Below, find the line containing "Annotate the grass lawn" and copy word for word every line from that one through the last line of the records.

____________________

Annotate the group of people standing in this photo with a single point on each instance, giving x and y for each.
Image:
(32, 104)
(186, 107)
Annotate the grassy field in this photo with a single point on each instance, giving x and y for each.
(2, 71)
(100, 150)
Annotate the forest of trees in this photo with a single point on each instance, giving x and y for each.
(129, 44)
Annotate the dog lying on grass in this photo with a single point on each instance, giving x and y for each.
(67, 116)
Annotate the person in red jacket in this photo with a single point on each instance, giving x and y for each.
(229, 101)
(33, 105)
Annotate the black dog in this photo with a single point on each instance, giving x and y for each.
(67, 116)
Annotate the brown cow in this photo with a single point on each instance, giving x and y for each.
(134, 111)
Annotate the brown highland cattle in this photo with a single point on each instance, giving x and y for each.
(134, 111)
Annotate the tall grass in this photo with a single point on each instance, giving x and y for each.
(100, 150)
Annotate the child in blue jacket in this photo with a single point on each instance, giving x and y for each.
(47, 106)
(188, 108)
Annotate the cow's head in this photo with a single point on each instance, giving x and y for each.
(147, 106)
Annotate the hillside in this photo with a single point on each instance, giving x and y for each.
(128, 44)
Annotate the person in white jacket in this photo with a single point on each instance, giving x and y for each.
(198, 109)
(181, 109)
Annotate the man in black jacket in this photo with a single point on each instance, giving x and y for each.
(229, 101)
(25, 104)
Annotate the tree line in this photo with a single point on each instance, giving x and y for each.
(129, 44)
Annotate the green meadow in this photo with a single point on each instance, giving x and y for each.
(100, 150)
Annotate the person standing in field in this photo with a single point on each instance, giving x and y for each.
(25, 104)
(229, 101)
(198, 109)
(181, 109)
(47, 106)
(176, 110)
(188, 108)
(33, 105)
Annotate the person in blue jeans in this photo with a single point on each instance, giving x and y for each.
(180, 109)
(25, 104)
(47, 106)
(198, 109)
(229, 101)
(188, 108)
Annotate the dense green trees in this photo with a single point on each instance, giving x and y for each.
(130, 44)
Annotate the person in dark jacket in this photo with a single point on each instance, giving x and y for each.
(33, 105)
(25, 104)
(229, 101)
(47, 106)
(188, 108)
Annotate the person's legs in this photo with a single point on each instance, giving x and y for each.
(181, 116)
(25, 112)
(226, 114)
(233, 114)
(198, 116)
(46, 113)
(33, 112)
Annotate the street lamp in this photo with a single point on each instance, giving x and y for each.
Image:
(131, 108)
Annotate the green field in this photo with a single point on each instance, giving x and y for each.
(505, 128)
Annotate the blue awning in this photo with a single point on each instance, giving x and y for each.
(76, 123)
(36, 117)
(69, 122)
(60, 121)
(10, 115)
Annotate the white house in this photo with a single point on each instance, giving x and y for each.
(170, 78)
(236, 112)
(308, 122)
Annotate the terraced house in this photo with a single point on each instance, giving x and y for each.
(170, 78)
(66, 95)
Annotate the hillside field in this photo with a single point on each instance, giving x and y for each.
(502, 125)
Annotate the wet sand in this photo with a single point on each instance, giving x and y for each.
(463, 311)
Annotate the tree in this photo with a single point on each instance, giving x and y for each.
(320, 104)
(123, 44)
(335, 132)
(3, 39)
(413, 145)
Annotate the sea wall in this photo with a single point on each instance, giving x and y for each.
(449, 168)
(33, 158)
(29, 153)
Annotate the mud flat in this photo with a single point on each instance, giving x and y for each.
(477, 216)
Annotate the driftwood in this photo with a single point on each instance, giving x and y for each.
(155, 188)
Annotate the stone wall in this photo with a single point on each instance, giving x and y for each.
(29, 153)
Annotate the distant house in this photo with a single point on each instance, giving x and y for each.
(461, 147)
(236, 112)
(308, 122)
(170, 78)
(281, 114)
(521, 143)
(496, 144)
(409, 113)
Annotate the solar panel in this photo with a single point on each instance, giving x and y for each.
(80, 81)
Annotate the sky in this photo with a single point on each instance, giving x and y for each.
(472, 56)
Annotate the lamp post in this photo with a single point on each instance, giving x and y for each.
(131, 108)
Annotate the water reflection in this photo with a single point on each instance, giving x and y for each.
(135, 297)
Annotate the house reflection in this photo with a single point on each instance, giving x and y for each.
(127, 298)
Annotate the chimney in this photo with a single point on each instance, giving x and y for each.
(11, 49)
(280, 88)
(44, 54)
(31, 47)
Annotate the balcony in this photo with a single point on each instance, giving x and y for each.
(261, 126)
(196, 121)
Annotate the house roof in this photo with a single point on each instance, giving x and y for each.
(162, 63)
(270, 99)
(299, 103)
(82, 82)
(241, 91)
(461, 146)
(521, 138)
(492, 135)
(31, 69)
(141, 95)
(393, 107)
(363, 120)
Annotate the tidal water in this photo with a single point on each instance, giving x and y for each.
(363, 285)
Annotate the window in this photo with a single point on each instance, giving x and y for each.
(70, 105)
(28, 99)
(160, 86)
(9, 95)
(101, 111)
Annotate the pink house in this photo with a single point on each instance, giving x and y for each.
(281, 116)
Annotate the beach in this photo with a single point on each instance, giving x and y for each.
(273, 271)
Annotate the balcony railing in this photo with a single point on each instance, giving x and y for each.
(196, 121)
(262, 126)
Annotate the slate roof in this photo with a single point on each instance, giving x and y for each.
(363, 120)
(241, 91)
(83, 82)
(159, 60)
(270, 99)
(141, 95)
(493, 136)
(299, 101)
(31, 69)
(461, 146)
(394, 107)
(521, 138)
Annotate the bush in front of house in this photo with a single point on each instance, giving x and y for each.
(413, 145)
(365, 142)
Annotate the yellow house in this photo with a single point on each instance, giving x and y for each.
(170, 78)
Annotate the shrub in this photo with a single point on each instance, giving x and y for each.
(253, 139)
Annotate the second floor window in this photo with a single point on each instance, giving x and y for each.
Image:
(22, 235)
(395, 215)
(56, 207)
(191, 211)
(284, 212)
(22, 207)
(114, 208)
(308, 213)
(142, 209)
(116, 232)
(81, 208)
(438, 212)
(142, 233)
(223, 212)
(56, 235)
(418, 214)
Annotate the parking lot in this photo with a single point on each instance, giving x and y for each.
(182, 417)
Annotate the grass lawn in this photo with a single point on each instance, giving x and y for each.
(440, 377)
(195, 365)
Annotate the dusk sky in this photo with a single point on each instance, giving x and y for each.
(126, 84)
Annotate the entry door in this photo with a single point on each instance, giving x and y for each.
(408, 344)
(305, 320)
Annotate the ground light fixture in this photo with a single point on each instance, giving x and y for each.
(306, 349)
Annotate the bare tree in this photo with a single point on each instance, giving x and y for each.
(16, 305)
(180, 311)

____________________

- Solution to this task
Annotate the grass lawn in this photo with a single point on each instance, giving x and y for each.
(440, 377)
(195, 365)
Annotate the dusk sky in this photo with a single point on each instance, giving x and y for each.
(126, 84)
Annotate the entry door in this photo with a single point on each instance, giving x and y for each.
(408, 344)
(305, 320)
Annotate the ground light fixture in this photo with a single point on each instance, giving x and y for each.
(306, 349)
Annotate the bare tree in this photo with a single point on each instance, giving x and y for each.
(16, 305)
(180, 311)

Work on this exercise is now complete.